## Start Passage

The chain is only as strong as its weakest link……..

In the last issue we covered links 1 to 7 on this Path for a Proper Bass Sound. Now we will look at links 8 to 14 in order to finish this saga.

8 – The Bass Head
This is a very complex and simple link at the same time, but a very important one indeed. In order to be able to decide what type of bass head you need, it’s crucial to consider many factors such as price, power, size, noise/signal ratio, if it has an input attenuator, overload and clipping leds, the Eq type (Graphic, Knob, Semi parametric, etc), contour filters, if it has a balanced line output or just regular 1/4 connector, and if it also has level regulation for that specific output signal so that we make those level modifications just for the sound engineer without affecting our levels. It’s also important to consider if the bass head has a ground lift to avoid annoying noises that show up once in a while, and a “pre Eq” or “post Eq” selector to choose if the signal that we are going to send to the mix board is going to be affected by our Eq modifications, or if it’s going to be a neutral signal. Always try to use speakon connectors for the speaker outputs of your bass head. This is even more important for high current amplifiers that once in a while can send a deadly voltage into the metal ¼ connectors that in some circumstances can burn your fingers or even injure you if you are touching them, and your other hand is touching the ground. I know what I’m saying here because this happened to me once in a sound check and I did have to cancel that concert. Finally, also consider if this bass head is rack mountable or not.

9 – The Effects

For this link in particular we must apply the concept of “less is more”, so we have to be very cautious with how much of the effects we’re going to add to the signal. There’s nothing worse for our sound. Don’t fall into “abusing them”, instead of “using them”. It’s good not to forget that 90% of the time we are playing a “supportive bass” role, so the amount of effect must be very subtle.

For me, there’s nothing better than an analog effect, and I’ve had the best digital effects available on the market. Regarding compressors, if you are not prepared to spend a big amount of money on that, let it go, because there’s going to be a huge chance that this is going to harm your sound instead of helping it (same for wireless systems).

10 – The Eq concept

This is one of the “non technological links”, but requires a lot of experience. The best advice I can share on this link is to equalize “around 0 db” (especially on graphic equalizers), otherwise we will just be increasing or decreasing the gain with a potential overload or “underload” of the input signal. It’s also good to be clear on which Eq bands are related to specific notes in order to increase them or decrease them based on our taste.

11 – The Bass Cabinet
The biggest headache of a bass player is here, but what to say, we love them, and we want them big, and looking good, but mostly, “powerful and good sounding”.

The best wood for a bass cabinet is usually plywood, but new materials are coming out and very specific MDF’s are gaining terrain over plywood with the benefit of their ultra light weight. The proportion within the cabinet’s measurements is really very important. And not just the total internal volume, because maintaining the same internal volume is not the same with a deeper than wider cabinet, instead of a wider, deeper one, or a higher and wider cabinet, etc. Be sure to check that out.

It’s also important to consider the air vents and their size, or no air vents. Plastic accessories and their proper installation are important too, because if their quality is low, they will have a tendency to vibrate and loosen. The connectors are very important as well. I prefer using speakon connectors as much as possible. Finally, where to place the cabinet will make a huge difference in the sound. Obviously a cabinet placed on the ground will sound much deeper and will give a fuller sound to the bass frequencies, with less high or mid presence than the same cabinet placed higher on a table, or a chair.

## End Passage

§ Problem to work on
According to the passage on bass sound, what is usually the best wood for a bass cabinet?

## Start Dataset extract

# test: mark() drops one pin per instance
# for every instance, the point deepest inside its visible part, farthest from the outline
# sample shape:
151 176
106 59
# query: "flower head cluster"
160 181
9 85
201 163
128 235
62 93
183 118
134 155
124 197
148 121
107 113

## End Dataset extract

§ The answer
Plywood.